(REQUIREMENT 1)
In the letter excerpt about Salzburg, why does the writer insist that the Chief Steward should have nothing to say in musical matters? Answer in one to three sentences.
(REQUIREMENT 2)
Recast the paragraph of the Salzburg letter excerpt that begins "Indeed, I would like you" as a short bulleted list, keeping its main facts.
(REQUIREMENT 3)
Carry on the letter excerpt about Salzburg from its final sentence, keeping the same voice.
━━━━━ SOURCE PASSAGE ━━━━━
Indeed, I would like you
to see the discipline
which prevails there and
the authority which
Cannabich wields. There
everything is done
seriously. Cannabich, who
is the best director I
have ever seen, is both
beloved and feared by his
subordinates. Morever he
is respected by the whole
town and so are his
soldiers. But certainly
they behave quite
differently from ours.
They have good manners,
are well dressed, and do
not go to pubs and swill.
This can never be the case
in Salzburg, unless the
Prince will trust you or
me and give us full
authority as far as
the music is concerned
- otherwise it's no good.
In Salzburg
everyone - or rather no
one - bothers about the
music. If I were to
undertake it, I should
have to have complete
freedom of action. The
Chief Steward should have
nothing to say to me in
musical matters, or on any
point relating to music.
For a courtier can't do
the work of a
Kapellmeister, but a
Kapellmeister can well be
a courtier'.
7 August 1778: 'Now
for our Salzburg story.
You, most beloved friend,
are well aware how I
detest Salzburg - and not
only on account of the
injustices which my dear
father and I have endured
there, which in themselves
would be enough to make
one want to forget such a
place and blot it out of
the memory for ever! But
let us set that aside, if
only we can arrange things
so as to be able to live
there well. To
live well and to live
happily are two very
different things, and the
latter I could not do
without having recourse to
witchcraft... I have far more
hope of living pleasantly
and happily in any other
place. Perhaps you will
misunderstand me and think
that Salzburg is too small
for me? If so, you are
greatly mistaken. I have
already given some of my
reasons to my father. In
the meantime, content
yourself with this one,
that Salzburg is no place
for my talent. In the
first place, professional
musicians there are not
held in much
consideration, and,
secondly, one hears
nothing, there is no
theatre [this statement is
not strictly accurate],
no opera, and even if they
really wanted one, who is
there to sing? For the
last five or six years the
Salzburg orchestra has
always been rich in what
is useless and
superfluous, but very poor
in what is necessary, and
absolutely destitute of
what is indispensible; and
such is the case at the
present moment'.
━━━━━ DATASET EXTRACT ━━━━━
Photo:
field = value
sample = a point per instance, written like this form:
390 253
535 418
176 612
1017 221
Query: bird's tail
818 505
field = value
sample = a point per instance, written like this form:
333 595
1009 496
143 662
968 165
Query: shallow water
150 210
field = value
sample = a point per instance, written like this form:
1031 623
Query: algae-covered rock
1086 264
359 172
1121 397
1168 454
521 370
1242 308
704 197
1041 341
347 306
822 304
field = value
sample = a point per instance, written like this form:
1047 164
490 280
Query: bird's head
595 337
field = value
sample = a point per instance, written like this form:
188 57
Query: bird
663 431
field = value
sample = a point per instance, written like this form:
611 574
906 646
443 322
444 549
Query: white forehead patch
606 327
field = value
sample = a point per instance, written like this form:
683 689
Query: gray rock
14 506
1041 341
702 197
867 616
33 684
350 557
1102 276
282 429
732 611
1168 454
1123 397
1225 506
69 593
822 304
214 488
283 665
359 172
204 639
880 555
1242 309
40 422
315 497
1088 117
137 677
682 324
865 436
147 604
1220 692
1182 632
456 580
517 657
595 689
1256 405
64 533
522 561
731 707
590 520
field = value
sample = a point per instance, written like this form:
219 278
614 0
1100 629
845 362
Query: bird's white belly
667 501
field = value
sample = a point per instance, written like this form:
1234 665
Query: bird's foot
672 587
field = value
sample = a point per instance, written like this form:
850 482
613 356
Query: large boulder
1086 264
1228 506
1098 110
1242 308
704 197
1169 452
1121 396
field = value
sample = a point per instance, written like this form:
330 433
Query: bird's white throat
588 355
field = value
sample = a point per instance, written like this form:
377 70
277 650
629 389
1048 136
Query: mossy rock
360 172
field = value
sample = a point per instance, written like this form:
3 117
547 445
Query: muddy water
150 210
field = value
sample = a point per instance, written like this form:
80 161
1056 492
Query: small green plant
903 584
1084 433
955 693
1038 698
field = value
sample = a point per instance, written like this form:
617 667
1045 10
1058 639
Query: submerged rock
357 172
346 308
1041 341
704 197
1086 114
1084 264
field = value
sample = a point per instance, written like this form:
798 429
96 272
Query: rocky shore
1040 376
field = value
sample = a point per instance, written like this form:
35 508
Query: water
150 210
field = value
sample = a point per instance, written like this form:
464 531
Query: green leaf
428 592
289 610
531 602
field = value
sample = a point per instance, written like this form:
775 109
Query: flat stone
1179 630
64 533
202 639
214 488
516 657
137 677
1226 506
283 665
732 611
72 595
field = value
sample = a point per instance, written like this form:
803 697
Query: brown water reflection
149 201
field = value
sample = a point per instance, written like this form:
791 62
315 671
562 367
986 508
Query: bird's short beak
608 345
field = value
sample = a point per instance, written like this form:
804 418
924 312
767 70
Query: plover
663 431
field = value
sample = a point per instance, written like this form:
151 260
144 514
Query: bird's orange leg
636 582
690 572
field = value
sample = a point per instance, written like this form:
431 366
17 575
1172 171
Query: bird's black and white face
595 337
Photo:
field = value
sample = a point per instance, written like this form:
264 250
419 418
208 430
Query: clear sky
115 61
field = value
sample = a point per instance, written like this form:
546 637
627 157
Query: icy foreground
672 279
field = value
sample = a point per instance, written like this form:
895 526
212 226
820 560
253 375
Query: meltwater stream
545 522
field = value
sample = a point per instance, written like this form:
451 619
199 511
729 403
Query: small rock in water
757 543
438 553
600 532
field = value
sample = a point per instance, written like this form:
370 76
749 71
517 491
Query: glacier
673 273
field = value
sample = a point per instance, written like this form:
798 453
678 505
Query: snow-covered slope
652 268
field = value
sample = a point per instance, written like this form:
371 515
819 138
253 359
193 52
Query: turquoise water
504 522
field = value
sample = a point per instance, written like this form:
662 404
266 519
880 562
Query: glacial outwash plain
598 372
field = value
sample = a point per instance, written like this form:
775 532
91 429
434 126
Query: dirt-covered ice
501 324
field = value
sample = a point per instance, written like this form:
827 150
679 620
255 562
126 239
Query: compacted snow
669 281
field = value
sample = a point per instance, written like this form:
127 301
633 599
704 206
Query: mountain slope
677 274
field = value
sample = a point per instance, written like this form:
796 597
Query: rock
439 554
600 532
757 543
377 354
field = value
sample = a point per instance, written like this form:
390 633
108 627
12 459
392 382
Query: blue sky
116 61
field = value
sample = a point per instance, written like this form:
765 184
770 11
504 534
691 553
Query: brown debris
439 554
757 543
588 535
━━━━━
(RESULT 1)
A courtier cannot do the work of a Kapellmeister, but a Kapellmeister can well be a courtier. So the writer would take on the music in Salzburg only with complete freedom of action.

(RESULT 2)
- Cannabich's orchestra is disciplined, Cannabich holds real authority, and everything there is done seriously.
- Cannabich is the best director the writer has ever seen, and his subordinates both love and fear him.
- The whole town respects him and his "soldiers," who have good manners, dress well, and do not go to pubs and swill.
- This can never happen in Salzburg unless the Prince gives the writer or the recipient full authority over the music.
- In Salzburg no one bothers about the music. To undertake it, the writer would need complete freedom, and the Chief Steward would have no say on any musical point.
- A courtier cannot do a Kapellmeister's work, but a Kapellmeister can well be a courtier.

(RESULT 3)
11 September 1778:
'To tell you my real
feelings, the only thing
that disgusts me about
Salzburg is the
impossibility of mixing
freely with the people,
and the low estimation in
which the court musicians
are held there -
and - that the Archbishop
has no confidence in the
experience of intelligent
people who have seen the
world... If the Archbishop
would only trust me, I
should soon make his
orchestra famous; of this
there can be no doubt'.
15 October 1778:
'Consider it yourself -
put yourself in my place!
At Salzburg I don't know
how I stand. I am
everything - and yet -
sometimes - nothing!
Nor do I ask so much
nor so little - I
just want something - I
must be somethingl'.
12 November 1778:
'...the Archbishop cannot
pay me enough for that
slavery in Salzburg!
As I said before, I feel
the greatest pleasure at
the thought of paying you
a visit - but only
annoyance and anxiety when
I see myself back at that
beggarly court!'
3 December 1778:
'Ah, how much finer and
better our orchestra might
be, if only the Archbishop
desired it. Probably the
chief reason why it is not
better is because there
are far too many
performances. I have no
objection to the chamber
music, only to the
concerts on a larger
scale'.
8 January
1779: 'I swear to
you on my honour that I
cannot bear Salzburg or
its inhabitants (I mean,
the natives of Salzburg).
Their language - their
manners are quite
intolerable to me'.
16 December 1780:
'...Upon my honour, it is
not Salzburg itself but
the Prince and his noble
disdain which become every
day more intolerable to
me'.
8 April 1781:
'...to waste one's youth
in inactivity in such a
beggarly place is really
very sad - and also
unprofitable'.
16 May 1781:
'...even if I had to beg,
I could never serve such a
master again; for, as long
as I live, I shall never
forget what has happened'.
26
May 1781: '...in
Salzburg - for me at least
- there is not a
farthing's worth of
entertainment. I
refuse to associate with
a good many people there
- and most of the others
do not think me good
enough. Besides, there is
no stimulus for my talent!
When I play or when any of
my compositions are
performed, it is just as
if the audience were all
tables and chairs. If at
least there were a theatre
there worthy of the name'.
The historian's task is
not only to publish
interesting documents, but
also to interpret them. In
this instance we must deal
with three aspects of
Mozart's polemics against
Salzburg; the people, the
Archbishop, and the
orchestra.
It is perhaps true that
the people of Salzburg
were, as the musician
Schubart wrote in the 1770’s,
'exceedingly inclined to
low humour. Their folk
songs are so comical and
burlesque that one cannot
listen to them without
side-splitting laughter.
The Punch-and-Judy
spirit shines through
everywhere...'. The
irony of this, however, is
that Mozart himself,
despite his superior
education and haughty
attitude, was very much of
the same persuasion. His
letters are filled with
Salzburg dialect, local
puns, and coarse jokes.
And his strong complaints
could easily obscure the
fact that the Mozarts also
had dear friends and
strong supporters in their
native city. The clue here
lies in Leopold's
snobbery, for he had
raised his son to be
socially ambitious and to
avoid unnecessary contact
with the lower classes.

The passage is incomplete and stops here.